▶ [WHAT TO PRODUCE]: Copy out every line below without changing a single character, keeping them in the same order.

▶ [ENTRIES SHOWN]:

--- Begin ---

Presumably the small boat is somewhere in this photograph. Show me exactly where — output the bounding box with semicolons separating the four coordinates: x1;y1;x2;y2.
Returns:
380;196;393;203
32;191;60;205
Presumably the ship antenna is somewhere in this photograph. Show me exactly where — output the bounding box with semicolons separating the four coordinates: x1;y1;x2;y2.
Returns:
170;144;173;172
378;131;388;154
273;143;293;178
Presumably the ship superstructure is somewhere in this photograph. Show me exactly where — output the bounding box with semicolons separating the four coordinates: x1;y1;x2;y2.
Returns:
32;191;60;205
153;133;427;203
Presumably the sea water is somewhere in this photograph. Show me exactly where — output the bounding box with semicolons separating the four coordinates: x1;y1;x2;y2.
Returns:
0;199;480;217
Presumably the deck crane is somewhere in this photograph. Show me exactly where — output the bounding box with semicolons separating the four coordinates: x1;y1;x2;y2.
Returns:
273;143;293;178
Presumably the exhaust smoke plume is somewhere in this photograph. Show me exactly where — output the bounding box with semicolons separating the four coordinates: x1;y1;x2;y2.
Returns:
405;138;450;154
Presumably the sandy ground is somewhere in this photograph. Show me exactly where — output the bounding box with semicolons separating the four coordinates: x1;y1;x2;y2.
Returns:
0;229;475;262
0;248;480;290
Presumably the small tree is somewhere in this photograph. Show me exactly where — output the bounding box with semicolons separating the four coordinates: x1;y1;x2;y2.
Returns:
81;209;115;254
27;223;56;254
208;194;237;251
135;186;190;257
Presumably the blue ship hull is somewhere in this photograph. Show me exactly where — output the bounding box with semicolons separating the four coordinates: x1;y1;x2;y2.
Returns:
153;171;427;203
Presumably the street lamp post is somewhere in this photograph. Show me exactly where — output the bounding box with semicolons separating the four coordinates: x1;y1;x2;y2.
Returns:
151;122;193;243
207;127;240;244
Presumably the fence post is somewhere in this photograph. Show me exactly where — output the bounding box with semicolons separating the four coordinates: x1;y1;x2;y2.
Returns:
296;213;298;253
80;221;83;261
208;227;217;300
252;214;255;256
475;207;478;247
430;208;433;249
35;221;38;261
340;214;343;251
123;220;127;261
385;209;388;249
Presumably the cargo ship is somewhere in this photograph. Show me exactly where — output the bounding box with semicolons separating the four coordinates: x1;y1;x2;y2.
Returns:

--- End ---

▶ [WRITTEN ANSWER]:
Presumably the small boat is somewhere in this photograph. Show me exactly where — output the bounding box with semicolons separating the four coordinates: x1;y1;x2;y2.
Returns:
380;196;393;203
32;191;60;205
Presumably the ship antenna is somewhere in this photograph. Show me exactly where — output the bounding box with semicolons separating the four coordinates: x1;y1;x2;y2.
Returns:
170;144;173;172
378;131;388;154
273;143;293;178
Presumably the ship superstructure is somewhere in this photograph. Show me exactly where — output the bounding box with semicolons separating the four coordinates: x1;y1;x2;y2.
Returns:
32;191;60;205
153;133;427;203
Presumably the sea water is somewhere in this photograph. Show me exactly where — output the bounding box with semicolons separating the four coordinates: x1;y1;x2;y2.
Returns:
0;199;480;217
Presumably the deck crane is somewhere in this photograph. Show me exactly where — output the bounding box with semicolons separating the four coordinates: x1;y1;x2;y2.
Returns:
273;143;293;178
Presumably the exhaust smoke plume is somewhere in this photograph. Show me exactly where — output the bounding box with semicolons separating the four coordinates: x1;y1;x2;y2.
Returns:
405;138;450;154
Presumably the sandy ground is somewhere in this photograph. Show me exactly where — output the bounding box with semicolons separating the four coordinates: x1;y1;x2;y2.
Returns:
0;229;475;262
0;248;480;290
Presumably the small tree is somewhere in this photograph. Show me exactly where — output the bounding box with semicolons separating the four coordinates: x1;y1;x2;y2.
Returns:
81;209;115;254
27;223;56;254
208;194;237;251
135;186;190;257
Presumably the blue ship hull is somewhere in this photograph. Show me exactly where — output the bounding box with semicolons separating the four coordinates: x1;y1;x2;y2.
Returns:
153;171;427;203
Presumably the street lamp post is somewhere in this photograph. Show me exactly where — output the bounding box with semicolons separating the four coordinates: x1;y1;x2;y2.
Returns:
151;122;193;243
207;127;240;244
Presumably the fence post is somewhere in this photograph. Show me exactly where — output the bounding box with semicolons separating the four coordinates: x1;y1;x2;y2.
Returns:
296;213;298;253
80;221;83;261
208;227;217;300
252;214;255;256
475;207;478;247
430;208;433;249
35;221;38;261
340;214;343;251
123;220;127;261
385;209;388;249
Presumably the cargo ship is somewhere in this photograph. Show me exactly where — output the bounding box with semicolons separating the four coordinates: x1;y1;x2;y2.
Returns:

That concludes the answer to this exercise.